* TASK DIRECTIONS:
For this exercise, repeat all of the material verbatim apart from its images.

* DATA SHOWN:

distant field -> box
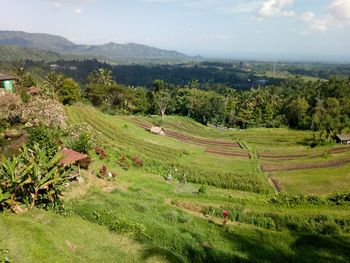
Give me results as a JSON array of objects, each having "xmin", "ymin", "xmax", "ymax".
[{"xmin": 0, "ymin": 104, "xmax": 350, "ymax": 263}]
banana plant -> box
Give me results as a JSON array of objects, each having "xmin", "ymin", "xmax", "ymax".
[{"xmin": 0, "ymin": 143, "xmax": 70, "ymax": 209}]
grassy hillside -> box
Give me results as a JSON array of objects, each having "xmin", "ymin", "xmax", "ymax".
[{"xmin": 0, "ymin": 105, "xmax": 350, "ymax": 262}]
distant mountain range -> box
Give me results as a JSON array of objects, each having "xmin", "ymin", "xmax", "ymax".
[{"xmin": 0, "ymin": 31, "xmax": 198, "ymax": 62}]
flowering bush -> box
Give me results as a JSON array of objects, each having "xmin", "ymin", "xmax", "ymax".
[
  {"xmin": 95, "ymin": 147, "xmax": 107, "ymax": 160},
  {"xmin": 98, "ymin": 165, "xmax": 117, "ymax": 180},
  {"xmin": 68, "ymin": 132, "xmax": 92, "ymax": 153},
  {"xmin": 0, "ymin": 93, "xmax": 21, "ymax": 120},
  {"xmin": 222, "ymin": 210, "xmax": 230, "ymax": 225},
  {"xmin": 78, "ymin": 157, "xmax": 91, "ymax": 170},
  {"xmin": 100, "ymin": 165, "xmax": 107, "ymax": 177},
  {"xmin": 64, "ymin": 122, "xmax": 100, "ymax": 146},
  {"xmin": 20, "ymin": 97, "xmax": 66, "ymax": 127},
  {"xmin": 118, "ymin": 155, "xmax": 130, "ymax": 170},
  {"xmin": 132, "ymin": 156, "xmax": 143, "ymax": 167}
]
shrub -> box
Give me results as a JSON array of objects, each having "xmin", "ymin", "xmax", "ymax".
[
  {"xmin": 118, "ymin": 155, "xmax": 130, "ymax": 171},
  {"xmin": 328, "ymin": 192, "xmax": 350, "ymax": 205},
  {"xmin": 132, "ymin": 156, "xmax": 143, "ymax": 167},
  {"xmin": 64, "ymin": 123, "xmax": 100, "ymax": 146},
  {"xmin": 268, "ymin": 194, "xmax": 326, "ymax": 207},
  {"xmin": 197, "ymin": 185, "xmax": 207, "ymax": 195},
  {"xmin": 0, "ymin": 145, "xmax": 69, "ymax": 212},
  {"xmin": 0, "ymin": 93, "xmax": 21, "ymax": 124},
  {"xmin": 68, "ymin": 132, "xmax": 92, "ymax": 153},
  {"xmin": 98, "ymin": 165, "xmax": 117, "ymax": 180},
  {"xmin": 20, "ymin": 97, "xmax": 66, "ymax": 127},
  {"xmin": 27, "ymin": 126, "xmax": 59, "ymax": 158},
  {"xmin": 78, "ymin": 156, "xmax": 91, "ymax": 170},
  {"xmin": 95, "ymin": 147, "xmax": 107, "ymax": 160}
]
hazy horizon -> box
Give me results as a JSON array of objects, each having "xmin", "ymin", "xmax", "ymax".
[{"xmin": 0, "ymin": 0, "xmax": 350, "ymax": 61}]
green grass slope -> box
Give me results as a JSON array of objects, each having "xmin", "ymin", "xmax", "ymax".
[{"xmin": 0, "ymin": 105, "xmax": 350, "ymax": 263}]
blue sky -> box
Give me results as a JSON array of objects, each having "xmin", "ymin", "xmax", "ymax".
[{"xmin": 0, "ymin": 0, "xmax": 350, "ymax": 59}]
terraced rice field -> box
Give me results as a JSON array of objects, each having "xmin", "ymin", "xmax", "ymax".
[
  {"xmin": 129, "ymin": 117, "xmax": 251, "ymax": 159},
  {"xmin": 67, "ymin": 106, "xmax": 272, "ymax": 195}
]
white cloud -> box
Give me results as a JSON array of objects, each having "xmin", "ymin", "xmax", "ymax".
[
  {"xmin": 73, "ymin": 8, "xmax": 83, "ymax": 15},
  {"xmin": 300, "ymin": 11, "xmax": 315, "ymax": 22},
  {"xmin": 310, "ymin": 18, "xmax": 330, "ymax": 32},
  {"xmin": 196, "ymin": 34, "xmax": 236, "ymax": 40},
  {"xmin": 328, "ymin": 0, "xmax": 350, "ymax": 23},
  {"xmin": 258, "ymin": 0, "xmax": 295, "ymax": 20}
]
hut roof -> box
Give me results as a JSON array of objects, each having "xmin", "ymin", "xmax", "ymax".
[
  {"xmin": 0, "ymin": 73, "xmax": 16, "ymax": 81},
  {"xmin": 58, "ymin": 148, "xmax": 88, "ymax": 165},
  {"xmin": 336, "ymin": 133, "xmax": 350, "ymax": 141}
]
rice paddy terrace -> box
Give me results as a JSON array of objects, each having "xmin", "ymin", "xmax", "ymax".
[{"xmin": 0, "ymin": 105, "xmax": 350, "ymax": 263}]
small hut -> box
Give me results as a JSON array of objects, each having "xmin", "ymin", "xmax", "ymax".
[
  {"xmin": 27, "ymin": 87, "xmax": 41, "ymax": 96},
  {"xmin": 0, "ymin": 73, "xmax": 16, "ymax": 96},
  {"xmin": 335, "ymin": 133, "xmax": 350, "ymax": 144},
  {"xmin": 58, "ymin": 148, "xmax": 88, "ymax": 166}
]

* FINISHED ANSWER:
distant field -> box
Give me results as a JSON array of objects, each having "xmin", "ymin", "xmax", "ymax".
[{"xmin": 0, "ymin": 104, "xmax": 350, "ymax": 263}]
banana plant -> box
Give me results as a JSON array of objects, each having "xmin", "ymin", "xmax", "ymax".
[{"xmin": 0, "ymin": 143, "xmax": 70, "ymax": 209}]
grassy hillside -> box
Give me results as a JSON array of objects, each having "xmin", "ymin", "xmax", "ymax".
[{"xmin": 0, "ymin": 105, "xmax": 350, "ymax": 262}]
distant mountain range -> box
Give me results as a JSON array of objects, each having "xmin", "ymin", "xmax", "ymax".
[{"xmin": 0, "ymin": 31, "xmax": 198, "ymax": 62}]
flowering bush -> box
Give me results as a JSON array of objects, each having "xmin", "ymin", "xmax", "ymax".
[
  {"xmin": 95, "ymin": 147, "xmax": 107, "ymax": 160},
  {"xmin": 98, "ymin": 165, "xmax": 117, "ymax": 180},
  {"xmin": 68, "ymin": 132, "xmax": 92, "ymax": 153},
  {"xmin": 0, "ymin": 93, "xmax": 21, "ymax": 120},
  {"xmin": 222, "ymin": 210, "xmax": 230, "ymax": 225},
  {"xmin": 78, "ymin": 157, "xmax": 91, "ymax": 170},
  {"xmin": 100, "ymin": 165, "xmax": 107, "ymax": 177},
  {"xmin": 64, "ymin": 122, "xmax": 100, "ymax": 146},
  {"xmin": 20, "ymin": 97, "xmax": 66, "ymax": 127},
  {"xmin": 118, "ymin": 155, "xmax": 130, "ymax": 170},
  {"xmin": 132, "ymin": 156, "xmax": 143, "ymax": 167}
]
shrub -> box
Give me results as a JSON array of objects, each having "xmin", "ymin", "xmax", "ymax".
[
  {"xmin": 118, "ymin": 155, "xmax": 130, "ymax": 171},
  {"xmin": 328, "ymin": 192, "xmax": 350, "ymax": 205},
  {"xmin": 132, "ymin": 156, "xmax": 143, "ymax": 167},
  {"xmin": 64, "ymin": 123, "xmax": 100, "ymax": 146},
  {"xmin": 268, "ymin": 194, "xmax": 326, "ymax": 207},
  {"xmin": 197, "ymin": 185, "xmax": 207, "ymax": 195},
  {"xmin": 0, "ymin": 145, "xmax": 69, "ymax": 212},
  {"xmin": 0, "ymin": 93, "xmax": 21, "ymax": 124},
  {"xmin": 68, "ymin": 132, "xmax": 92, "ymax": 153},
  {"xmin": 98, "ymin": 165, "xmax": 117, "ymax": 180},
  {"xmin": 20, "ymin": 97, "xmax": 66, "ymax": 127},
  {"xmin": 27, "ymin": 126, "xmax": 59, "ymax": 158},
  {"xmin": 78, "ymin": 156, "xmax": 91, "ymax": 170},
  {"xmin": 95, "ymin": 147, "xmax": 107, "ymax": 160}
]
hazy horizon -> box
Give me results as a JSON array of objects, each having "xmin", "ymin", "xmax", "ymax".
[{"xmin": 0, "ymin": 0, "xmax": 350, "ymax": 61}]
green grass slope -> box
Give me results as a JSON array of objects, each having "xmin", "ymin", "xmax", "ymax".
[{"xmin": 0, "ymin": 105, "xmax": 350, "ymax": 263}]
blue sky -> box
Give me results as a JSON array of objects, each having "xmin", "ymin", "xmax", "ymax".
[{"xmin": 0, "ymin": 0, "xmax": 350, "ymax": 59}]
terraced rice field -> box
Give me results as a JSON array of objects, each having "xmin", "ymin", "xmax", "ymax".
[
  {"xmin": 129, "ymin": 117, "xmax": 251, "ymax": 159},
  {"xmin": 67, "ymin": 106, "xmax": 272, "ymax": 195}
]
white cloud -> box
Give me results as a JSON array of objects, each having "xmin", "ymin", "xmax", "ymax".
[
  {"xmin": 73, "ymin": 8, "xmax": 83, "ymax": 15},
  {"xmin": 300, "ymin": 11, "xmax": 315, "ymax": 22},
  {"xmin": 310, "ymin": 18, "xmax": 330, "ymax": 32},
  {"xmin": 196, "ymin": 34, "xmax": 236, "ymax": 40},
  {"xmin": 328, "ymin": 0, "xmax": 350, "ymax": 23},
  {"xmin": 258, "ymin": 0, "xmax": 295, "ymax": 20}
]
hut roof -> box
Give me results as a JSON array of objects, each having "xmin", "ymin", "xmax", "ymax".
[
  {"xmin": 0, "ymin": 73, "xmax": 16, "ymax": 81},
  {"xmin": 58, "ymin": 148, "xmax": 88, "ymax": 165},
  {"xmin": 336, "ymin": 133, "xmax": 350, "ymax": 141}
]
rice paddy terrace -> box
Give me results as a JSON array of objects, each having "xmin", "ymin", "xmax", "ymax".
[{"xmin": 0, "ymin": 105, "xmax": 350, "ymax": 263}]
small hut -> box
Give me results as a JSON array of objects, each having "xmin", "ymin", "xmax", "ymax".
[
  {"xmin": 27, "ymin": 87, "xmax": 41, "ymax": 96},
  {"xmin": 0, "ymin": 73, "xmax": 16, "ymax": 96},
  {"xmin": 335, "ymin": 133, "xmax": 350, "ymax": 144},
  {"xmin": 58, "ymin": 148, "xmax": 88, "ymax": 166}
]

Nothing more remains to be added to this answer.